:: WORK TO DO ::
(a) In the post on graphing quadratics, what happens to the parabola when a is between 0 and 1?
(b) Pick up the post on graphing quadratics after its last sentence and keep writing it.

:: EXTRACT PROVIDED ::

Graphing Quadratics (Vertex Form)

Sep 19

Quadratic functions are a type of polynomial function characterized by variable and constant terms. While these variable terms can have exponents of 1 or 2, every quadratic function will always include at least one term with a variable raised to the second power. The term with the highest exponent is called the leading term, and in quadratic functions, this term will always have an exponent of 2.

Examples of Quadratic Functions:

f(x) = x²
f(x) = x² + 2x + 1
y = (x+5)² + 3
f(x) = (x-3)(x+1)

Quadratic functions can be written in three different forms:

Vertex Form: f(x) = a(x - h)² + k
Standard Form: f(x) = ax² + bx + c
Factored Form: f(x) = (x+m)(x+n)

Each of these forms is useful for representing quadratic functions in different contexts. In this post, we'll focus on graphing quadratic functions, starting with the parent function, which is the simplest form of a quadratic:

f(x) = x²

Understanding the Parent Function

Before we dive into graphing other quadratics, let's examine the parent function:

f(x) = x²

A coordinate plane, with a yellow graph defined as y=x^2.

A coordinate plane, with a yellow graph defined as y=x^2. A vertical brown dotted line labelled "line of symmetry x=0". A dark brown dot at (0,0) labelled "vertex".

Key characteristics of the parent quadratic function:

Shape: The graph forms a "U" shape, known as a parabola.
Symmetry: Quadratic functions have symmetry around a vertical line passing through the vertex.
Vertex: The lowest (or highest) point of the parabola is called the vertex, which in this case is at (0,0).
Domain and Range: The domain is all real numbers, while the range is [0,∞).
- If the function is positive the lowest value for the range will be the y-value of the vertex.
- If the function is negative the highest value for the range will be the y-value of the vertex.

Graphing Quadratics in Vertex Form

Let's explore how to graph quadratic functions using the vertex form:

f(x) = a(x-h)² + k

We will examine how the parameters a, h, and k affect the graph.

1. Scale Factor (a):

The value of a determines whether the parabola is vertically stretched, compressed, or reflected:

When 𝑎 > 1, the graph experiences a vertical stretch, making the parabola narrower than the parent function.
Example: f(x) = 2x², with a = 2. Graph will be stretched by a scale of 2.
When 0 < 𝑎 < 1, the graph undergoes a vertical compression, making the parabola wider.
Example: f(x) = ¹/₂ x², with a = ¹/₂. Graph will be compressed by a scale of ¹/₂.
When 𝑎 < 0, the graph is reflected across the x-axis, flipping the parabola upside down.
Example: f(x) = -x², with a = -1

Title, Transformation: Change in a. Text stating "changes in the a term cause changes in the scale or stretch." Three graphs, all with a yellow y=x^2 curve. The graph on the left also has a blue curve y=2x^2, the middle y=0.5x^2, the right y=-x^2.

2. Horizontal Shift (h):

The h term controls the horizontal shift of the parabola:

If ℎ > 0, the graph shifts to the right.
Example: f(x) = (x-2)², with h = 2. Graph will be shifted two units to the right.
If ℎ < 0, the graph shifts to the left.
Example: f(x) = (x+2)², with h = -2. Graph will be shifted two units to the left.

:: INFORMATION PROVIDED ::
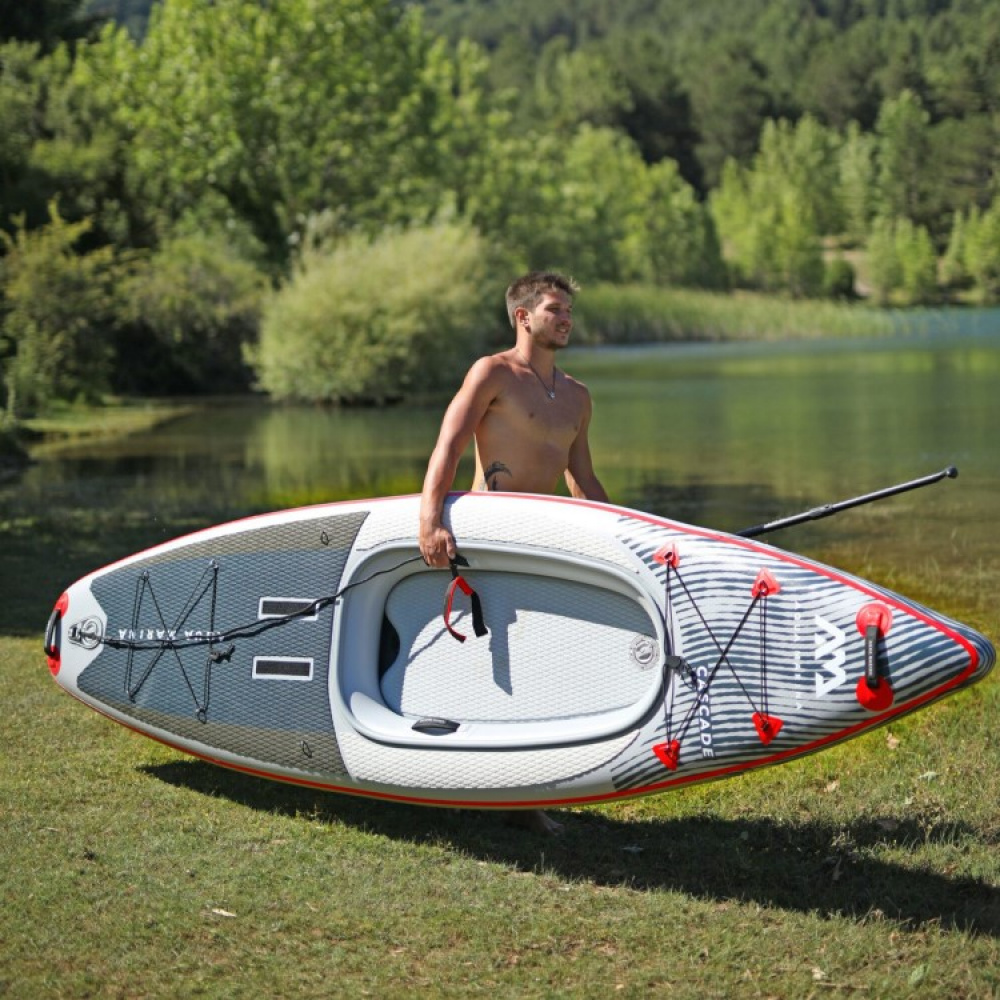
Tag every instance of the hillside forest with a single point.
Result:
(324, 199)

:: THE RESULTS ::
(a) It undergoes a vertical compression, which makes the parabola wider.

(b)
Title Transformation: Change in h. Text stating changes in the h term will cause a horizontal shift. Two graphs below, both have a yellow y=x^2 curve. The left also has a blue y=(x-2)^2 curve, the right y=(x+2)^2 curve.

Because of the way the vertex form is presented, the sign of the h term will appear opposite.

3. Vertical Shift (k):

The k term controls the vertical movement of the graph:

If 𝑘 > 0, the graph shifts upward.
Example: f(x) = x² + 3, with k = 3. Graph will be shifted 3 units upward.
If 𝑘 < 0, the graph shifts downward.
Example: f(x) = x² - 3, with k = -3. Graph will be shifted 3 units downward.

Title Transformation: Change in k. Text stating changes in the k term will cause a horizontal shift. Two graphs below, both have a yellow y=x^2 curve. The left also has a blue y=x^2+3 curve, the right y=x^2-3 curve.

The Vertex and Line of Symmetry

The vertex of the parabola is located at (h, k). The value of h also defines the line of symmetry, which is the vertical line x = h that divides the parabola into two mirror images.

Putting It all Together: Steps for Graphing in Vertex Form

To graph quadratic functions in vertex form. It is important to define a, h, and k. Then, follow these steps:

Identify the line of symmetry: This is the vertical line x = h.
Find and plot the vertex: The vertex is at (h, k).
Choose two x-values to the left of the vertex and two x-values to the right.
Substitute these x-values into the equation to find corresponding y-values, and plot the points.
Draw the parabola, ensuring it follows the direction of the scale factor a.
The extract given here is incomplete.